-- Set problem --
Copy word for word the part of the entries from the line with "form [111, 313]." to the end of the entries, including both ends. Leave out the pictures.

<<<<

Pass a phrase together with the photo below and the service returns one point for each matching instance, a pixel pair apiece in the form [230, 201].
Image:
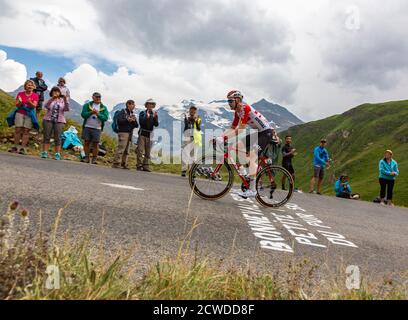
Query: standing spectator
[24, 117]
[288, 153]
[148, 121]
[191, 140]
[95, 114]
[388, 173]
[54, 122]
[41, 87]
[320, 162]
[65, 93]
[126, 123]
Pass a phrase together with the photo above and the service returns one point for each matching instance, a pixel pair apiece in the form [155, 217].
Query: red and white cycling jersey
[249, 116]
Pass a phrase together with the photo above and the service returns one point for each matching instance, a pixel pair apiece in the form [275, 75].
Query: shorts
[289, 167]
[49, 128]
[264, 138]
[23, 121]
[91, 135]
[40, 106]
[319, 172]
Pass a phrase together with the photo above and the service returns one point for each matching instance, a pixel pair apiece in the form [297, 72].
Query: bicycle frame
[262, 163]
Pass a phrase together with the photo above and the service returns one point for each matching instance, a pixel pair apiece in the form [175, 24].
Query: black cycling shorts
[264, 138]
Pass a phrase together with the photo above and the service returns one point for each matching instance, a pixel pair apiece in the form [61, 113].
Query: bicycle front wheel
[275, 186]
[211, 180]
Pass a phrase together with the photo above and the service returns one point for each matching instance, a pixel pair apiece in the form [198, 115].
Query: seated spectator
[54, 122]
[343, 188]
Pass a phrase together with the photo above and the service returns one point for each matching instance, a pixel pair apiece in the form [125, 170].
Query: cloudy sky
[317, 58]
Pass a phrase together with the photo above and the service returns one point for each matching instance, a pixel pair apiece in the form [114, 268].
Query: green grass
[357, 140]
[88, 272]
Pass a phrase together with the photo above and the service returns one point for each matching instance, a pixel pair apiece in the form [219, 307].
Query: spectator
[288, 153]
[40, 88]
[54, 122]
[126, 123]
[388, 173]
[343, 188]
[24, 117]
[148, 121]
[65, 93]
[321, 161]
[191, 140]
[95, 114]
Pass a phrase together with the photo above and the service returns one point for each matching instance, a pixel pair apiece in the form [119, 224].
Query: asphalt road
[152, 213]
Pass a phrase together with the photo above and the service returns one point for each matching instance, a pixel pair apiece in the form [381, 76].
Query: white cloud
[12, 73]
[315, 65]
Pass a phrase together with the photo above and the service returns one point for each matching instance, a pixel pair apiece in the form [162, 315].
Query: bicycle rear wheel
[269, 184]
[210, 179]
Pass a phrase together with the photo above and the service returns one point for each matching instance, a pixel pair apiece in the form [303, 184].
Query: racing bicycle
[212, 178]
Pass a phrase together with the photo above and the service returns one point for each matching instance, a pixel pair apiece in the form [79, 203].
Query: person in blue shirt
[321, 161]
[343, 188]
[388, 174]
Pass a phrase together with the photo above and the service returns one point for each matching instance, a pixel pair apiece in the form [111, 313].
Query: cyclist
[245, 115]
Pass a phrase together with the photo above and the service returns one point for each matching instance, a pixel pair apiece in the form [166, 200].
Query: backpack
[115, 126]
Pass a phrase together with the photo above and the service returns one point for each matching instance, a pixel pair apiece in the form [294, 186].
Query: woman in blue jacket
[388, 173]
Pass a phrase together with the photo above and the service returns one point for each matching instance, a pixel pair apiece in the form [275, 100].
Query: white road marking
[119, 186]
[292, 218]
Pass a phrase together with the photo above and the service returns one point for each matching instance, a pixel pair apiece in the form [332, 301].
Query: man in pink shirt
[25, 101]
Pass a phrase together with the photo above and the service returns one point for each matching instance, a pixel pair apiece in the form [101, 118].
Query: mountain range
[215, 114]
[357, 140]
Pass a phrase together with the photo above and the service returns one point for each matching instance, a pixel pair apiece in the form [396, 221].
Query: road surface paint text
[119, 186]
[297, 224]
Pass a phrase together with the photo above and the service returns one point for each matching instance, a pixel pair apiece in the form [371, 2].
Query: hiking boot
[13, 150]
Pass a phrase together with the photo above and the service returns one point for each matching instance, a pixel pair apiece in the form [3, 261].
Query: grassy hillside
[7, 105]
[357, 140]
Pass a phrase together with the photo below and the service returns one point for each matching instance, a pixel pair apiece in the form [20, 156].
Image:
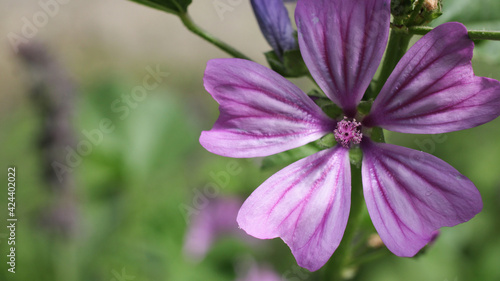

>>>>

-- Exercise output --
Pass a phrase together with the photo above and the service returns one point for each matching instance, a pixel pair apiece in the form [111, 313].
Query: cyclist
[245, 115]
Pass a phrase together with the photo above and the service returns one point for each matching instance, a pixel pair apiece in the form [166, 200].
Query: backpack
[115, 126]
Pass a phrase together with the photo above and the service returns one point for each matching instance, a pixel pair apiece in the form [294, 186].
Query: woman in blue jacket
[388, 173]
Pass a phrase together with the photo above and the service returns one point for each matching instance, a pixel pair apiece in the form [275, 100].
Query: white road marking
[119, 186]
[292, 218]
Pass a phrase together with the photo above and the service returns one point for each matching instance, a pixel pair apiece in the form [332, 301].
Query: man in pink shirt
[25, 101]
Pass a phrase together with the photo above and the service returns one point for each matching instance, a pixel pair apiece in the form [101, 118].
Query: mountain range
[215, 114]
[357, 140]
Pass a phrase together with the photo above and the service returns one point for each matching instance, a pixel pair apiece in the form [396, 221].
Query: road surface paint text
[119, 186]
[297, 224]
Pass a phrase together with the photo above and the service returns one point for each matching instance, a pixel pair apiece in the form [371, 2].
Query: hiking boot
[13, 150]
Pass a phrase together with the photo above and the service returns one point for each matching instance, a pixel pair apiece in the form [3, 261].
Query: grassy hillside
[7, 105]
[357, 140]
Pass a phrase together with the photo below and the service returns one point for each matching instance, a pixel pair apiece in the form [20, 156].
Image:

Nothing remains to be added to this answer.